• _Serie di esercizi_:
a. Elenca gli obblighi che, secondo il brano sulla responsabilità dei genitori, l'art. 147 c.c. pone a carico dei genitori nei confronti della prole.
b. Riprendi il brano sulla responsabilità dei genitori e prosegui il testo a partire dalla sua ultima frase.

• _Brano selezionato_:
La responsabilità dei genitori, disciplinata dall’art. 2048 c.c. ha natura di responsabilità diretta per fatto proprio colpevole consistente nel non avere, con idoneo comportamento, impedito il fatto dannoso

La responsabilità dei genitori è fondata su di una duplice presunzione di colpa di natura specifica (cd culpa in vigilando e culpa in educando), la quale non consiste tanto nel non aver impedito il verificarsi del fatto ma in una condotta anteriore alla commissione dell’illecito, consistente nella violazione dei doveri inderogabili posti a carico dei genitori dall’art. 147 c.c. (obbligo di istruire, mantenere ed educare la prole) a mezzo di una costante opera educativa, finalizzata a correggere comportamenti non corretti ed a realizzare una personalità equilibrata, consapevole della relazionalità della propria esistenza e della protezione della propria ed altrui persona da ogni accadimento consapevolmente illecito. Va dunque dichiarata la responsabilità dei genitori del minore che abbia accusato ingiustamente di bullismo un ragazzo di poco più grande.

• _Estratti di dati_:

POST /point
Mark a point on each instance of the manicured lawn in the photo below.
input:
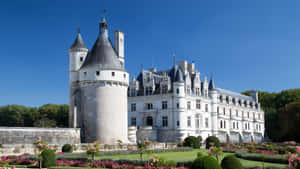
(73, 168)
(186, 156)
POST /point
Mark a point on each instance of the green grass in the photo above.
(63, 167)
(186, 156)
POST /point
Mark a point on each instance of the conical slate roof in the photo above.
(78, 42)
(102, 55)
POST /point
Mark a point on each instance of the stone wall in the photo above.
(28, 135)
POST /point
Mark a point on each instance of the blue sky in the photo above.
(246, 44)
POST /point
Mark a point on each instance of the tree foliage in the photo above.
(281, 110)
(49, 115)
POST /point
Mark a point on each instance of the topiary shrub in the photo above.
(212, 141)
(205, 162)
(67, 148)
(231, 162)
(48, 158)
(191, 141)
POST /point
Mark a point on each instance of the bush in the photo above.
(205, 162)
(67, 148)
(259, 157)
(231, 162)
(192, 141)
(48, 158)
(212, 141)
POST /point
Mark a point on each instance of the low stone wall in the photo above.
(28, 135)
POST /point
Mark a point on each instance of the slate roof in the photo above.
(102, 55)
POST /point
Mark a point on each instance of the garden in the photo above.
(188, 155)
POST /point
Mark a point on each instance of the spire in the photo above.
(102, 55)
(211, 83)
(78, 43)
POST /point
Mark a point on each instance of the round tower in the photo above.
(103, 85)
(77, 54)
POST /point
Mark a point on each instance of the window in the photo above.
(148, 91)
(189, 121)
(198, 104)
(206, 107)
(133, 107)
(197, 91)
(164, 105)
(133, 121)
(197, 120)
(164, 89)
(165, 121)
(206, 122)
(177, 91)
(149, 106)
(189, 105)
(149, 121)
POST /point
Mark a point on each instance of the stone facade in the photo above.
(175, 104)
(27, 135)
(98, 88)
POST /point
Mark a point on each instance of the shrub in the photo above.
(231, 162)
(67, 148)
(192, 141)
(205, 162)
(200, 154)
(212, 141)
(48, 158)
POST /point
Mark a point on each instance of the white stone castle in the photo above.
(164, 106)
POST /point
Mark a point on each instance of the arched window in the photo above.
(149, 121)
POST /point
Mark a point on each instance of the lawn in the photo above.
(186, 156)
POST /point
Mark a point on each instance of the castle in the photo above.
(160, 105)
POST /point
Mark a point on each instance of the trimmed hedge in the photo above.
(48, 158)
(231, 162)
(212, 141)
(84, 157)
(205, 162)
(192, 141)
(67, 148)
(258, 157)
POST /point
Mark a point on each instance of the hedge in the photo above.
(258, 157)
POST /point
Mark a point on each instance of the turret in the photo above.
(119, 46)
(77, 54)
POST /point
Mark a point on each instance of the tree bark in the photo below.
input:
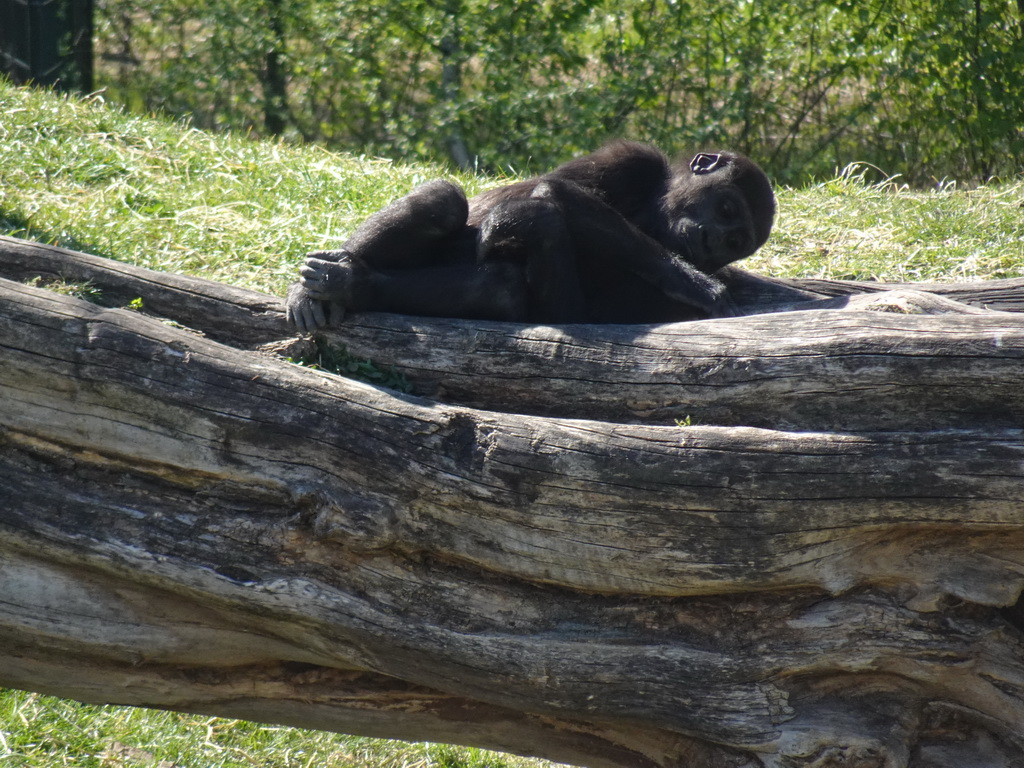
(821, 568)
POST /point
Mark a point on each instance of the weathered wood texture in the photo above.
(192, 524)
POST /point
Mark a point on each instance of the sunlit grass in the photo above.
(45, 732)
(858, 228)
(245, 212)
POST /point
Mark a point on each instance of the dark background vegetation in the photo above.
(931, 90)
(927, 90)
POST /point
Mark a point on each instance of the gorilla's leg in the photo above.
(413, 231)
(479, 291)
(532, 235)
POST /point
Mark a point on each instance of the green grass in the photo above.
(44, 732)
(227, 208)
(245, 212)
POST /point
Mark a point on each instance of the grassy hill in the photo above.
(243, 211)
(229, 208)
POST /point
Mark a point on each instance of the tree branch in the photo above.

...

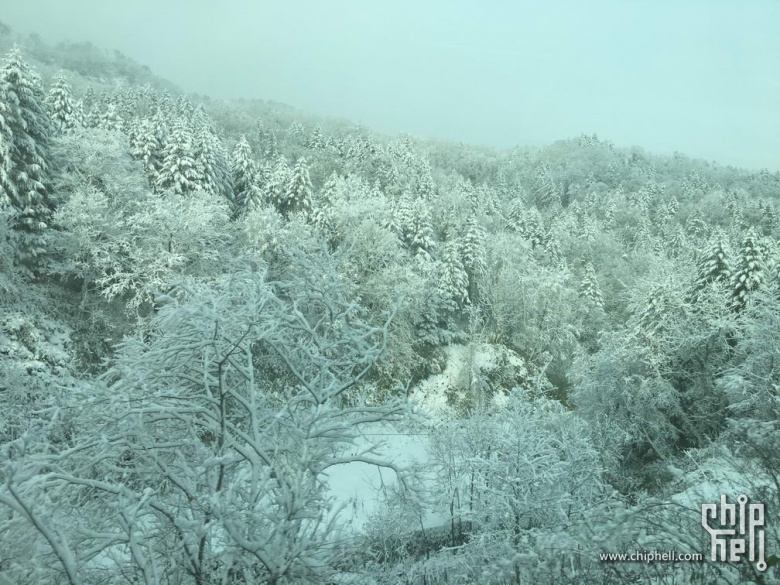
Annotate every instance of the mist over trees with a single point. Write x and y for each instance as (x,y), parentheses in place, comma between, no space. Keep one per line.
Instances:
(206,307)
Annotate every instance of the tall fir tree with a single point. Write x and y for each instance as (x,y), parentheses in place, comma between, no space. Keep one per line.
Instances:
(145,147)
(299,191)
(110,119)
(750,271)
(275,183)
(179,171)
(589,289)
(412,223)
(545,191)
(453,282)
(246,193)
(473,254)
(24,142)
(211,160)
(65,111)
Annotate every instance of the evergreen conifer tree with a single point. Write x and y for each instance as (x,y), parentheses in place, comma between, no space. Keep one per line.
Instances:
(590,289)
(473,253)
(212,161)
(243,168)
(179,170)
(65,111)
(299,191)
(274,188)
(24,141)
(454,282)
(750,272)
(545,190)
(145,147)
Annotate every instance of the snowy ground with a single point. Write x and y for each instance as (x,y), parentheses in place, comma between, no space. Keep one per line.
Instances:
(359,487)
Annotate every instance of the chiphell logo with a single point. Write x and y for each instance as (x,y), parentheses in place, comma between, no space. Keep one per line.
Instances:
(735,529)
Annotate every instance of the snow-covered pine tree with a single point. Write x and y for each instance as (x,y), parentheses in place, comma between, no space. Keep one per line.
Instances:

• _Soluzioni degli esercizi_:
a. Istruire, mantenere ed educare la prole.

b.
Un adolescente, all’epoca undicenne, per il tramite della madre, denunciava di essere stato vittima di atti di bullismo, di aver subito consistenti in lesioni, richieste di denaro (peraltro da lui soddisfatte), minacce anche con armi; compiute da 3 ragazzi nei bagni della scuola.

Veniva, così, istruito un procedimento penale dalla Procura dei Minori di Genova, per i reati di estorsione, rapina aggravata e lesioni personali. A seguito delle dichiarazioni rese dal minore (che aveva descritto fisicamente i 3 “bulli”), fu individuato, tra gli altri, un altro adolescente, autore dei fatti denunciati e all’epoca quattordicenne.

Terminate, le indagini, però il PM chiedeva l’archiviazione del caso, posto che  – a sua detta – il denunciante si sarebbe inventato tutto.

Di qui la decisione di rivolgersi al giudice civile, citando in giudizio i genitori del minore autore dei fatti contestati, al fine di vederli condannati al risarcimento di tutti i danni (patrimoniali e non) subiti dalla vittima.

Il quadro normativo

Il dato normativo di riferimento è l’art. 2048, co. 1, c.c.

La giurisprudenza prevalente ritiene che la fattispecie di cui all’art. 2048 c.c. abbia natura di responsabilità diretta per fatto proprio colpevole, consistente nella specie nel non avere, con idoneo comportamento, impedito il fatto dannoso (Cass. 20322/05, Cass. 4481/01 e Cass. 9815/97).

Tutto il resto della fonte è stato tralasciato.